Bloco de texto =
-------------------------
A perda de sua mãe, enquanto cuidava daquele grupo de pessoas, foi um sinal que São Josemaria carregou para sempre na vida, como estímulo de seu amor pelos sacerdotes diocesanos e de sua preocupação pela santidade daqueles que são pastores do povo de Deus. Menos de dois anos depois daquele retiro, em fevereiro de 1943, São Josemaria “entendeu que Deus lhe fazia uma petição de caráter fundacional, que lhe permitiria contar com sacerdotes próprios. Consistia em criar uma associação sacerdotal ligada ao Opus Dei, composta por presbíteros provenientes dos leigos da Obra”[6]. Por isso, ao final dos anos 40, já tendo presbíteros para atender às atividades próprias do Opus Dei, o fundador, em sua oração, tomou uma decisão muito dolorosa: pensou que deveria deixar a Obra para se dedicar totalmente ao acompanhamento de sacerdotes diocesanos. Mas não eram esses os planos de Deus: pouco depois, em 1950, compreendeu finalmente que esses presbíteros também podiam fazer parte da Sociedade Sacerdotal da Santa Cruz, sem afetar em nada a pertença a suas dioceses. “Deus Nosso Senhor – dizia São Josemaria – em sua infinita bondade, quis me dar a solução dentro do nosso Opus Dei, sem necessidade de criar outra nova família espiritual: nunca cessarei de agradecer por essa providência”[7].

Se voltarmos à cena evangélica do início, quando Jesus detalha quais são as “coisas maiores” que Natanael verá, fala do “céu aberto” e de como verá os “anjos de Deus subindo e descendo sobre o Filho do Homem” (Jo 1,51). Em 2 de outubro de 1928, na festa dos santos Anjos da Guarda, quando São Josemaria fundou o Opus Dei por inspiração divina, os sacerdotes diocesanos também estavam ali, entre tantas pessoas comuns e correntes de toda procedência e profissão. “Vocês são tão do Opus Dei quanto eu”, dizia o fundador àqueles que integravam a Sociedade Sacerdotal da Santa Cruz[8]. De alguma forma, naquele dia, São Josemaria intuiu essas “coisas maiores” às quais toda vocação nos convida. Inspirado por Deus, urgia-lhe o desejo de cuidar de seus irmãos sacerdotes diocesanos e transmitir também a eles a mensagem da chamada universal à santidade no meio do mundo, através de seu trabalho pastoral e das demais circunstâncias cotidianas. Esses sacerdotes foram, como cada pessoa chamada ao Opus Dei, outro “presente de Deus”.
-------------------------
Dados registrados =
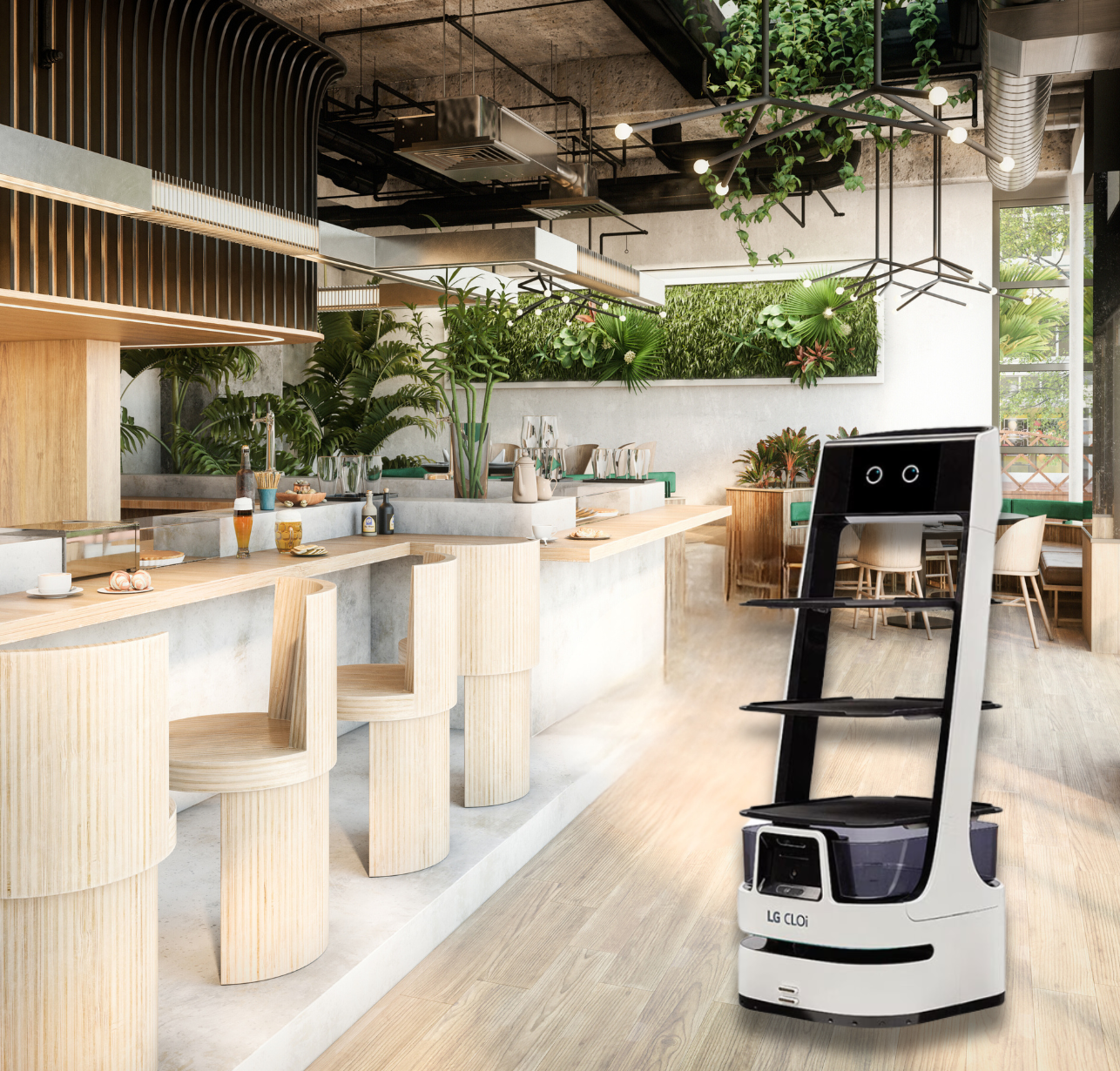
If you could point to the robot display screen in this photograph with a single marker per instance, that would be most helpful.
-------------------------
Tarefa = Dê continuidade ao texto sobre São Josemaria e os sacerdotes diocesanos, começando logo após a última frase dele e sem usar a listagem.

Resposta =
Mais unidos ao bispo e aos seus irmãos sacerdotes

A vocação à Obra não está separada da vocação sacerdotal recebida anos antes, pelo contrário, acrescenta-se a ela, além de a impulsionar e orientar[9]. Implica “uma disponibilidade habitual e total para buscar a santidade de acordo com o espírito do Opus Dei”[10], e isso se concretiza “no esmero em cumprir perfeitamente o encargo pastoral recebida do próprio Bispo, sabendo que cada um deve dar contas do cumprimento de tal encargo apenas ao Ordinário do lugar”[11].

Os sacerdotes incardinados nas dioceses que se sentem chamados por Deus a fazer parte do Opus Dei podem ser Adscritos ou Supernumerários da Sociedade Sacerdotal da Santa Cruz, de acordo com sua disponibilidade para, por sua vez, também acompanharem seus irmãos sacerdotes. Em ambos os casos, como fruto do reforço que a chamada ao Opus Dei dá ao seu anterior chamado batismal e sacerdotal, não se distinguem de maneira alguma de seus irmãos, e se empenham com todas as forças em viver profundamente a unidade do presbitério, unidos à sua cabeça, o bispo, vivenciando em sua própria vida o lema da igreja primitiva “Nihil sine episcopo”, nada sem o bispo. Essa comunhão os impulsiona a viver uma caridade fraterna com os demais membros do presbitério e a evitar absolutamente qualquer sombra de divisão, esforçando-se pela máxima união entre todos os sacerdotes[12]. Cuidam dos outros sacerdotes de seu presbitério e se sentem acompanhados por eles, desfrutando do dom desses irmãos. Como afirma o Papa Francisco: “A fraternidade é optar deliberadamente por procurar ser santo com os outros, e não em solidão, santo com os outros”[13].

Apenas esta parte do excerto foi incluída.